Exercise instructions:
(a) Translate this sentence from the passage on the Saudi-Pakistan defense pact into Spanish: "For India, it represents a fresh challenge to its national security calculus."
(b) From the passage on the Saudi-Pakistan defense pact, reproduce word for word the span between "The SMDA has" and "from American protection.", inclusive.

Quoted text:
◆ ◆ ◆
While U.S. officials may downplay the nuclear aspect, the very possibility that Riyadh could rely on Islamabad’s arsenal is deeply troubling for a Washington already stretched thin by commitments in Europe and the Indo-Pacific. The SMDA may not just be a bilateral agreement; it may be a stepping stone toward a multipolar security order in the Middle East where Washington is no longer the default guarantor.

What Next?
The SMDA has set in motion a chain of uncertainties. For Saudi Arabia, the pact bolsters its quest for strategic independence but risks entangling it in South Asia’s volatile rivalries. For Pakistan, it elevates its global standing but also exposes it to Middle Eastern fault lines. For India, it represents a fresh challenge to its national security calculus. For the United States, it is yet another reminder that the Gulf monarchies are diversifying away from American protection.
◆ ◆ ◆
Records provided:
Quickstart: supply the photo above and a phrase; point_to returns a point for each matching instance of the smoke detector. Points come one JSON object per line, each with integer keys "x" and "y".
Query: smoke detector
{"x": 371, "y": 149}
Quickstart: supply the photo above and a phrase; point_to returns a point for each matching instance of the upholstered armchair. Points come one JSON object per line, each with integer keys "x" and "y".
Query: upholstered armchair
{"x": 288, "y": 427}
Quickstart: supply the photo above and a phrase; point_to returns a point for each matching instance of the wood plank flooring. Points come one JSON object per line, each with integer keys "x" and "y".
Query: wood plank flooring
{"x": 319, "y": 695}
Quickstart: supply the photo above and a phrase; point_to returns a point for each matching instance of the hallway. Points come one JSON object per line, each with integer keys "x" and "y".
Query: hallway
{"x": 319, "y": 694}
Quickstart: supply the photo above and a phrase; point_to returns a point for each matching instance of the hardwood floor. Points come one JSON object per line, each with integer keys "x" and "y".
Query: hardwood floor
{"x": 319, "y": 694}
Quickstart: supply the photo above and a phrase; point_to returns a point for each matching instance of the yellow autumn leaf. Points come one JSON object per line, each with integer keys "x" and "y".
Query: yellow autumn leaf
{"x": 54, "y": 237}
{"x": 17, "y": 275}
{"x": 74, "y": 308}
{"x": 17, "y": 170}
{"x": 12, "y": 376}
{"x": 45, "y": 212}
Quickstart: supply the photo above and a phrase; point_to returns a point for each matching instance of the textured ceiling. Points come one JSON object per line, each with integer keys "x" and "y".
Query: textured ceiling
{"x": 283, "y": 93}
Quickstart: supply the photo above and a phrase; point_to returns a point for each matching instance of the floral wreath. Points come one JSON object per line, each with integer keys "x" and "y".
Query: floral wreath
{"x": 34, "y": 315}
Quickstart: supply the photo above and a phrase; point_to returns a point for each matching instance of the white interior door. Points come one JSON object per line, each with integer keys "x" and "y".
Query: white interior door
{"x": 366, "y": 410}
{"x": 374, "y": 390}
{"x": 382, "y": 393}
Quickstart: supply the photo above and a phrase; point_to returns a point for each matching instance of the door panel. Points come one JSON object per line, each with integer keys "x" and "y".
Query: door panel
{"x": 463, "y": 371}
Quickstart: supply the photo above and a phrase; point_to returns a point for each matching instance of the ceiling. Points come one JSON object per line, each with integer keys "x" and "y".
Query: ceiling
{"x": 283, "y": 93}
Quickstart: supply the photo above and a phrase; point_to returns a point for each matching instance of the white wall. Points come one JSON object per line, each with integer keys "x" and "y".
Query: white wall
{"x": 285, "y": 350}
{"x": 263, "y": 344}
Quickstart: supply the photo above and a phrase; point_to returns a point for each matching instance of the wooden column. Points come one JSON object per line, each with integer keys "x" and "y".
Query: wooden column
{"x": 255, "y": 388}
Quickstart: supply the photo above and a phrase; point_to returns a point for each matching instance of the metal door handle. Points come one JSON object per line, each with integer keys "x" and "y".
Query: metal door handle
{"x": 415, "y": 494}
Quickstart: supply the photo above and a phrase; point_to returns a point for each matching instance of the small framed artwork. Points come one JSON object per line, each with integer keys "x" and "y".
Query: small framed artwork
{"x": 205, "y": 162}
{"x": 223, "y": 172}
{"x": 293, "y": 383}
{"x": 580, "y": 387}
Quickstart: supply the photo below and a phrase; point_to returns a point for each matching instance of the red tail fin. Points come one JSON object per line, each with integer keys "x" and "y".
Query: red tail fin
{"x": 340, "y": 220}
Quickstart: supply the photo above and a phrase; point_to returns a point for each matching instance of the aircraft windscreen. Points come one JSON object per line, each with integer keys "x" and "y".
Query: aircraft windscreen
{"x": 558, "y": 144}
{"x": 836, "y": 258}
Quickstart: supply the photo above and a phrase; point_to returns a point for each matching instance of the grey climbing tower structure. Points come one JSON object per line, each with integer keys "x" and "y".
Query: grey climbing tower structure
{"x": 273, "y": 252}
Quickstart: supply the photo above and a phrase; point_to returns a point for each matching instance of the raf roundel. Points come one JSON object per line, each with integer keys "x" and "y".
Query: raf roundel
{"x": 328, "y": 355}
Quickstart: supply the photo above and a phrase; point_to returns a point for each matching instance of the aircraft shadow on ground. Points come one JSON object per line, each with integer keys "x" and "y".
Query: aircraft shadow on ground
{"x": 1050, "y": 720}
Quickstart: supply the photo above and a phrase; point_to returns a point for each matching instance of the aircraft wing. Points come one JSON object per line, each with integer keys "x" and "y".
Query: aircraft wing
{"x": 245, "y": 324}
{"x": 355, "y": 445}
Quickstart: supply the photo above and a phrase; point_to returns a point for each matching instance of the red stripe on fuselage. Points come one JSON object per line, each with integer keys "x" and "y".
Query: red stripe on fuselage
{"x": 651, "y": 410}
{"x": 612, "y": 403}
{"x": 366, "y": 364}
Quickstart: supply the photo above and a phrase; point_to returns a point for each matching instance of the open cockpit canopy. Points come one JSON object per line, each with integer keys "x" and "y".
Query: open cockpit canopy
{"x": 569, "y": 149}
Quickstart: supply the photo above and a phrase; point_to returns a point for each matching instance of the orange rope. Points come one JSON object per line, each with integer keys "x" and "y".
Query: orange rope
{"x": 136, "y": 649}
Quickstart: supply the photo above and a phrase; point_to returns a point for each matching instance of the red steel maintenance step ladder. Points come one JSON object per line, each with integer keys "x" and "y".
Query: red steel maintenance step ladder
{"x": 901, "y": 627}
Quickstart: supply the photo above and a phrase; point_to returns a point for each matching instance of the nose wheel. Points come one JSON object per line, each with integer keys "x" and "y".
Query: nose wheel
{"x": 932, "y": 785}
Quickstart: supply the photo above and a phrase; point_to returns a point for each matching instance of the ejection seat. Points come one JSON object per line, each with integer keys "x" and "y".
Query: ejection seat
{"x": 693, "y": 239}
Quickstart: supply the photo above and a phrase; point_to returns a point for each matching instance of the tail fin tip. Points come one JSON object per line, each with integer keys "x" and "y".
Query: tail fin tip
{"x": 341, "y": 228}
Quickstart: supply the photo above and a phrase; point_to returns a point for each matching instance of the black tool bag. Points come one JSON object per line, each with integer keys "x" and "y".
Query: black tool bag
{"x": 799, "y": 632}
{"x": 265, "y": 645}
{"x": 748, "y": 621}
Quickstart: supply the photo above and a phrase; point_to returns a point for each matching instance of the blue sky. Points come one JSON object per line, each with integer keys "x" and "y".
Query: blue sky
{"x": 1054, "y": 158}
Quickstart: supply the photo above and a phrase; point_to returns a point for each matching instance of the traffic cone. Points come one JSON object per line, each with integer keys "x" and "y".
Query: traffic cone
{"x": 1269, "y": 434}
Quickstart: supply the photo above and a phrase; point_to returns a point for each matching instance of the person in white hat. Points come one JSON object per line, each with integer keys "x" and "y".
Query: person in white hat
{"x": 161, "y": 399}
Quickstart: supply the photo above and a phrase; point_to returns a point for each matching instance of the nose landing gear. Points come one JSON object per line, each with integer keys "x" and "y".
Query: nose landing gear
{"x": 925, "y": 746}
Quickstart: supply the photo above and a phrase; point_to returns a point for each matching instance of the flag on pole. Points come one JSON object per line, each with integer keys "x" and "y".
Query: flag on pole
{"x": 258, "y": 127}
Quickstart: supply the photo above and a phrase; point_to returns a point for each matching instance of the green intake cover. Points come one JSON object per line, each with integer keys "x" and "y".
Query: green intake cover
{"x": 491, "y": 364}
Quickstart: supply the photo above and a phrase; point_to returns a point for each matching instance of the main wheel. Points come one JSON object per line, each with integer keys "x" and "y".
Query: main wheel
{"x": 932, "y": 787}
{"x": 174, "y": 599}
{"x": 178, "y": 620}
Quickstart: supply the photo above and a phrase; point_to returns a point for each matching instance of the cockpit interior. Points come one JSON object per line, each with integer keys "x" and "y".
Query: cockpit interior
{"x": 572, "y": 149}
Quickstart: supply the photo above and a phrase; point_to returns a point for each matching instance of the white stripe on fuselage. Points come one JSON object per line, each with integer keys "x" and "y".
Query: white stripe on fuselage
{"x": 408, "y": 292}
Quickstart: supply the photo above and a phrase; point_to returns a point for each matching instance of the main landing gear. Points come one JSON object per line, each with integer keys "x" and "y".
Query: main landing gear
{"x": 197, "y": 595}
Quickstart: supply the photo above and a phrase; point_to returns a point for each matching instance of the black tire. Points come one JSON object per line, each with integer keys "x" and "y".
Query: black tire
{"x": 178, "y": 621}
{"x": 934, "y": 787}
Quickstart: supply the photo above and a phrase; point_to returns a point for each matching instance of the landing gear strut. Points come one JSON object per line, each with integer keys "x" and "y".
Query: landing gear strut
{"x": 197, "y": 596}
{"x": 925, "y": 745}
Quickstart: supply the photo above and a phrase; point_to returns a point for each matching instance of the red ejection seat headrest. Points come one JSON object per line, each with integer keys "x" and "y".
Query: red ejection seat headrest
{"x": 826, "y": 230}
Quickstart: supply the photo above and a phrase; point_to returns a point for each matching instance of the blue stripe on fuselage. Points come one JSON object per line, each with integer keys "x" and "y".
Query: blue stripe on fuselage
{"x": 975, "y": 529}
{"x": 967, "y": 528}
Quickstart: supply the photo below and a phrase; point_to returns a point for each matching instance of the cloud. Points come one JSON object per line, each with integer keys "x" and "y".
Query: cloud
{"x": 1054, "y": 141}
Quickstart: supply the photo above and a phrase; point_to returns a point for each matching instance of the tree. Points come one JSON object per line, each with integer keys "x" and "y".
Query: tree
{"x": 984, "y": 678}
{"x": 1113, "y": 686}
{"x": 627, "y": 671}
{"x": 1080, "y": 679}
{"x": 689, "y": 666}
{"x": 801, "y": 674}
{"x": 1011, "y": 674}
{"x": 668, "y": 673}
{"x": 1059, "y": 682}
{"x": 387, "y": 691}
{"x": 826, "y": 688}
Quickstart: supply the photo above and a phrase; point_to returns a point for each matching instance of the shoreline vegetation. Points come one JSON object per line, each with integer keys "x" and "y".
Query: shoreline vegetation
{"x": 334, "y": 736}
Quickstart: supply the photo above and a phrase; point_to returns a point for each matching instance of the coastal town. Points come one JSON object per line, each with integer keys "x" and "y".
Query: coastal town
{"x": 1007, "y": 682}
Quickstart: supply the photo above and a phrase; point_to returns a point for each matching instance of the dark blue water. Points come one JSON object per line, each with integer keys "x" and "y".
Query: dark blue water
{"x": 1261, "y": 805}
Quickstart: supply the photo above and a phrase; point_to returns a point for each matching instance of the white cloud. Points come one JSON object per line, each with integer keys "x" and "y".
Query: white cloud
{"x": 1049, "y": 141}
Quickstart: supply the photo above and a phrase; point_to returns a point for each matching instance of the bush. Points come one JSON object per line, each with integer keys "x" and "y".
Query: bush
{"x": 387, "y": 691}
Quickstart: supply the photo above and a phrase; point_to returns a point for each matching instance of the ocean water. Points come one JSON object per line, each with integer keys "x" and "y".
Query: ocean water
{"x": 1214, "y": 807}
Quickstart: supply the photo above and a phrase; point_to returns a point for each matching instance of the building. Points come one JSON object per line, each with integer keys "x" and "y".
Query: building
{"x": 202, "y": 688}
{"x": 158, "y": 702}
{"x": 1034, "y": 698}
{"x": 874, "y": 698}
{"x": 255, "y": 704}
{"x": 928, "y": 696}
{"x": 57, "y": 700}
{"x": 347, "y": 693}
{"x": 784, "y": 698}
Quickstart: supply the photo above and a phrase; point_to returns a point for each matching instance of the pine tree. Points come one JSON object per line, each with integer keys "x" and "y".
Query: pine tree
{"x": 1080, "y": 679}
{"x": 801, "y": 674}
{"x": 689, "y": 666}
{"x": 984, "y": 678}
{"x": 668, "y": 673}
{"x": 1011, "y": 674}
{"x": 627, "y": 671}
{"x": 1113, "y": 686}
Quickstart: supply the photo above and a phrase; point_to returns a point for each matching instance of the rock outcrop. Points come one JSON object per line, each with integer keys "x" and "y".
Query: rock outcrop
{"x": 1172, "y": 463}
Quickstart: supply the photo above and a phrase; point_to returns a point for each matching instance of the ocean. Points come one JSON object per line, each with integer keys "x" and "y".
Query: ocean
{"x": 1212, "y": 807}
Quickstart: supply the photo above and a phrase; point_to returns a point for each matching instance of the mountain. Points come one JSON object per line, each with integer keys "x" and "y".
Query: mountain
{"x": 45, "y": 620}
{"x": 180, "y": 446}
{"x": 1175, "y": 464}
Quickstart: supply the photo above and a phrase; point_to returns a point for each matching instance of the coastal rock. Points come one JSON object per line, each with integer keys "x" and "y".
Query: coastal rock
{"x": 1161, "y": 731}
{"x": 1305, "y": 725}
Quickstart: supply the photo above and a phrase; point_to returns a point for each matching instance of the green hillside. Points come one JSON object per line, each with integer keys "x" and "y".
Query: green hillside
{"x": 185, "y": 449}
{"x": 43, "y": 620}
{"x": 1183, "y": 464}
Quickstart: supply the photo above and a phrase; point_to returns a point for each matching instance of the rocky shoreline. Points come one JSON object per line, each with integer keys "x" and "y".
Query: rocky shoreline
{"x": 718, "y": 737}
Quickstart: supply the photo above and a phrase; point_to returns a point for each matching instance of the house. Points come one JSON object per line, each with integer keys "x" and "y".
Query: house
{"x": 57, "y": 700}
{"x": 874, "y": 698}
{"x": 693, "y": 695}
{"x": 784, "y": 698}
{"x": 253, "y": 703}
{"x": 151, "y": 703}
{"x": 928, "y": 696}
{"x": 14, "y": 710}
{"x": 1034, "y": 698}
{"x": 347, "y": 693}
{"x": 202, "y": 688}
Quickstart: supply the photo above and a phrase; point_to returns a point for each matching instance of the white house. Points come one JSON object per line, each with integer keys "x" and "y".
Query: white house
◆ ◆ ◆
The replies:
(a) Para la India, representa un nuevo desafío para su cálculo de seguridad nacional.

(b)
The SMDA has set in motion a chain of uncertainties. For Saudi Arabia, the pact bolsters its quest for strategic independence but risks entangling it in South Asia’s volatile rivalries. For Pakistan, it elevates its global standing but also exposes it to Middle Eastern fault lines. For India, it represents a fresh challenge to its national security calculus. For the United States, it is yet another reminder that the Gulf monarchies are diversifying away from American protection.